◆ Requirement ◆
Present each line of the entries below as a numbered list, omitting the blank lines. Do not include the pictures.
— Start Entries supplied —
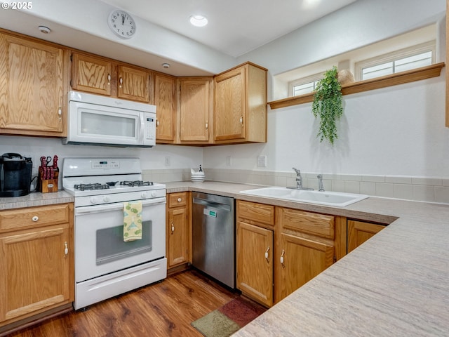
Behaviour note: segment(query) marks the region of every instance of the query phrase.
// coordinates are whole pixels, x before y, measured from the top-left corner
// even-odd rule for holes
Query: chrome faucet
[[[302,177],[301,176],[301,171],[293,168],[293,171],[296,173],[296,188],[302,190]]]
[[[302,187],[302,177],[301,176],[301,171],[297,168],[293,168],[293,171],[296,173],[296,186],[290,186],[287,188],[291,188],[293,190],[307,190],[309,191],[313,191],[313,188],[303,187]]]
[[[323,175],[319,174],[316,176],[318,178],[318,190],[319,192],[324,192],[324,186],[323,185]]]

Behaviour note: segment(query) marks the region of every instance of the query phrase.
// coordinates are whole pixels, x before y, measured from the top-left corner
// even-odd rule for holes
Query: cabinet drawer
[[[290,209],[279,208],[279,220],[284,229],[313,234],[328,239],[334,238],[334,216]]]
[[[274,226],[274,206],[238,200],[237,217]]]
[[[168,194],[168,207],[179,207],[187,204],[187,192],[180,192]]]
[[[0,231],[69,223],[68,204],[0,211]]]

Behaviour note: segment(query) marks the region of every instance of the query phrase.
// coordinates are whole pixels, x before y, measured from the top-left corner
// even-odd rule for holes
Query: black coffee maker
[[[0,157],[0,197],[21,197],[29,194],[33,162],[18,153]]]

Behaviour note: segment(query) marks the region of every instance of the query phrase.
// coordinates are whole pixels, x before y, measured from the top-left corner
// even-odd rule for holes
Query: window
[[[434,63],[435,41],[382,55],[356,63],[356,80],[396,74]]]
[[[315,91],[318,82],[324,77],[325,71],[322,73],[298,79],[289,83],[289,91],[293,96],[299,96]]]

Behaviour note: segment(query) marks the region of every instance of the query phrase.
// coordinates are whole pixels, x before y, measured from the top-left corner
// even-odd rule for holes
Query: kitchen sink
[[[263,187],[240,191],[240,193],[290,201],[306,202],[319,205],[344,207],[368,197],[365,194],[340,192],[319,192],[295,190],[287,187]]]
— End Entries supplied —
◆ Expected answer ◆
1. Behaviour note: segment(query) marks the region of every instance of the query phrase.
2. // coordinates are whole pixels, x before y, measured from the top-left corner
3. // even-odd rule for holes
4. Query: chrome faucet
5. [[[302,177],[301,176],[301,171],[293,168],[293,171],[296,173],[296,188],[302,190]]]
6. [[[302,187],[302,177],[301,176],[301,171],[297,168],[293,168],[293,171],[296,173],[296,186],[290,186],[287,188],[291,188],[293,190],[307,190],[309,191],[313,191],[313,188],[303,187]]]
7. [[[323,175],[319,174],[316,176],[318,178],[318,190],[319,192],[324,192],[324,186],[323,185]]]
8. Behaviour note: segment(query) marks the region of every instance of the query phrase.
9. // coordinates are whole pixels, x before y, measured from the top-left corner
10. // even-odd rule for holes
11. Query: cabinet drawer
12. [[[290,209],[279,208],[279,220],[284,229],[313,234],[328,239],[334,238],[334,216]]]
13. [[[274,226],[274,206],[238,200],[237,217]]]
14. [[[168,194],[168,207],[179,207],[187,204],[187,192],[180,192]]]
15. [[[0,231],[69,223],[68,204],[0,211]]]
16. Behaviour note: segment(query) marks the region of every instance of the query phrase.
17. // coordinates are whole pixels, x before y, measured from the top-left corner
18. // even-odd rule for holes
19. Query: black coffee maker
20. [[[0,157],[0,197],[21,197],[29,194],[33,162],[18,153]]]
21. Behaviour note: segment(query) marks the region of every instance of the query phrase.
22. // coordinates are whole pixels, x before y, measured from the top-left corner
23. // even-odd rule for holes
24. Query: window
25. [[[434,63],[435,41],[382,55],[356,63],[356,80],[396,74]]]
26. [[[315,91],[318,82],[324,77],[325,71],[322,73],[298,79],[289,83],[289,91],[293,96],[299,96]]]
27. Behaviour note: segment(query) marks the region of every instance of the query phrase.
28. // coordinates are whole pixels, x before y, measured from the top-left corner
29. // even-odd rule for holes
30. Query: kitchen sink
31. [[[263,187],[240,191],[240,193],[290,201],[306,202],[319,205],[344,207],[368,197],[365,194],[340,192],[319,192],[295,190],[287,187]]]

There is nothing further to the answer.